TASK PROMPT:
Pick out every line in the entries below that contains the word "player", and copy each one in full.
-- Start MATERIAL PROVIDED --
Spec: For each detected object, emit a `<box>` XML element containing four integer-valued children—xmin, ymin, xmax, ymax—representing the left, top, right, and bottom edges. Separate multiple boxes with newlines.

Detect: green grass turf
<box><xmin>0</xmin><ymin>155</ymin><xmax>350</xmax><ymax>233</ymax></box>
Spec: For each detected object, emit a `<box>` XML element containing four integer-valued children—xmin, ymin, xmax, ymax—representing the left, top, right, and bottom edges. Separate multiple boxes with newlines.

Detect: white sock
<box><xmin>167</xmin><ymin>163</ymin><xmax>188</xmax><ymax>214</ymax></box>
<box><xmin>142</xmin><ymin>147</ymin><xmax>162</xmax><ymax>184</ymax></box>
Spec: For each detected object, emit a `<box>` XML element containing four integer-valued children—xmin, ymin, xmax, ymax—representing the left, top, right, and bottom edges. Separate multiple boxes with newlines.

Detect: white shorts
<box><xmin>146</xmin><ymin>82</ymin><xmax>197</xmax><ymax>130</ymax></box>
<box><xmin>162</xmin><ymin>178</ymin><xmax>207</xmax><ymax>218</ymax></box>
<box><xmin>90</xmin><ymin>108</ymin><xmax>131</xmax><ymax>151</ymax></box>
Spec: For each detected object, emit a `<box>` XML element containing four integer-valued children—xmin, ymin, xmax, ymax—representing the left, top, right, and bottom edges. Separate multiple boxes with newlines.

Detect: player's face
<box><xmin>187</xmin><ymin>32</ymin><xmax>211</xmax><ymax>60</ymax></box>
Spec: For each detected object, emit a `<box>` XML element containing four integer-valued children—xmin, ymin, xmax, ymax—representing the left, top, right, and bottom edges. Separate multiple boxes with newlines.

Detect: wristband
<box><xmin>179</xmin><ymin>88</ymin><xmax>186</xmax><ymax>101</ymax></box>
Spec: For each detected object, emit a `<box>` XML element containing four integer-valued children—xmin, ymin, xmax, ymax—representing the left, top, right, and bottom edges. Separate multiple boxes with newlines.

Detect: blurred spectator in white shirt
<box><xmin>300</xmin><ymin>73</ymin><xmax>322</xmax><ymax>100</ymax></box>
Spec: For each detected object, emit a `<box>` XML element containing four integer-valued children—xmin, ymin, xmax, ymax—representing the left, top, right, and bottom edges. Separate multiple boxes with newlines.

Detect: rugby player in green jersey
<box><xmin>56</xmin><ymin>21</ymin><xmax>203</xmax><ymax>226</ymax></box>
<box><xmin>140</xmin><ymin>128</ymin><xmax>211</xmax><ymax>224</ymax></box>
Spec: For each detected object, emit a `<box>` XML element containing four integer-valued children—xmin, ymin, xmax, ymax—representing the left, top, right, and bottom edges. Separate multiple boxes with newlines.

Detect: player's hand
-- End MATERIAL PROVIDED --
-- Start MATERIAL PROVIDED --
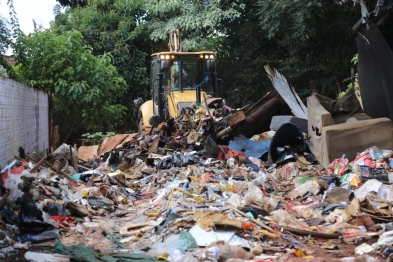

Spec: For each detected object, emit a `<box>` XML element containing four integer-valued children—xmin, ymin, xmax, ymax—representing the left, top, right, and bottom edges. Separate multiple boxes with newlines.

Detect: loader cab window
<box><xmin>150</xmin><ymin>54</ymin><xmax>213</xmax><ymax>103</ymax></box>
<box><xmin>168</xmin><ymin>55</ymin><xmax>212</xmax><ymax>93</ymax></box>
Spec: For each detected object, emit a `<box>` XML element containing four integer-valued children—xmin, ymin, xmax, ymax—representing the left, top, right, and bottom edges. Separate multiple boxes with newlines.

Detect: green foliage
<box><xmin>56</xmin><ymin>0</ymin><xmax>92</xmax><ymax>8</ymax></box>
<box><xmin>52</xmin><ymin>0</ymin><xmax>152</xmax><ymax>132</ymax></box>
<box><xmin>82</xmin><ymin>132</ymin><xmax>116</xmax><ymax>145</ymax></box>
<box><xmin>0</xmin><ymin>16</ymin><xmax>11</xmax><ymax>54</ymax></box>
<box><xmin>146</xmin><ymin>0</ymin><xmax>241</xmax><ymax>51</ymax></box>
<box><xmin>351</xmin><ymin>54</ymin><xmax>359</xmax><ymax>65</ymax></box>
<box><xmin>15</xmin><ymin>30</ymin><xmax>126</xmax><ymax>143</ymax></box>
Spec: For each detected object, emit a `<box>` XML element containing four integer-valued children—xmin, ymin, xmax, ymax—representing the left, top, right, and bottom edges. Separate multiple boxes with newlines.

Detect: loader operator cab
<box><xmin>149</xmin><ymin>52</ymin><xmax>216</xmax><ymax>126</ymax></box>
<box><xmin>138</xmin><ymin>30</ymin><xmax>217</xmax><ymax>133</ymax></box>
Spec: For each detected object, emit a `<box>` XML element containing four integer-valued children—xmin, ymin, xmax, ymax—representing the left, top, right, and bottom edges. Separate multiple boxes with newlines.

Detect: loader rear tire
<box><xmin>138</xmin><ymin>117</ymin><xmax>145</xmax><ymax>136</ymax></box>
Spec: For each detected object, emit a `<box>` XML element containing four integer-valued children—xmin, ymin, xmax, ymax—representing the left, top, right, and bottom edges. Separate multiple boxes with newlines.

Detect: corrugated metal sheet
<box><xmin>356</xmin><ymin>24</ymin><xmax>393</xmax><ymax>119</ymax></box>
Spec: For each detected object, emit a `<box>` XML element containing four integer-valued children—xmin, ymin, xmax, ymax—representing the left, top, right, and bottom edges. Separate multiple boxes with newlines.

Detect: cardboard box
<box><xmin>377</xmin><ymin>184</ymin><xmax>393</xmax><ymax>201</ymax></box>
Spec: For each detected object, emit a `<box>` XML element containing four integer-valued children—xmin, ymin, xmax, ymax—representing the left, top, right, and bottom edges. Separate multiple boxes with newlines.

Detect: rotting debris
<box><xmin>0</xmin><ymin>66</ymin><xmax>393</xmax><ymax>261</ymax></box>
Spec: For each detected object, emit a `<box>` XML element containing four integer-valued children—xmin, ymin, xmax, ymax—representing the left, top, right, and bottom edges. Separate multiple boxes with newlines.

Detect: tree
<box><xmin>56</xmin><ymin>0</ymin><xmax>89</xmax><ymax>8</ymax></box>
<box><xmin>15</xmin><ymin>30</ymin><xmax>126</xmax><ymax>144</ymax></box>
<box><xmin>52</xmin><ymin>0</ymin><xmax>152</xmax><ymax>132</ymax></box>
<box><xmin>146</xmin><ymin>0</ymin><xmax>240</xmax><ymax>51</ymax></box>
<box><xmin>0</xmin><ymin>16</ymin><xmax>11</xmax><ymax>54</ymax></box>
-- End MATERIAL PROVIDED --
OUTPUT FOR THIS TASK:
Detect: player's face
Detect: rugby player in green jersey
Detect: player's hand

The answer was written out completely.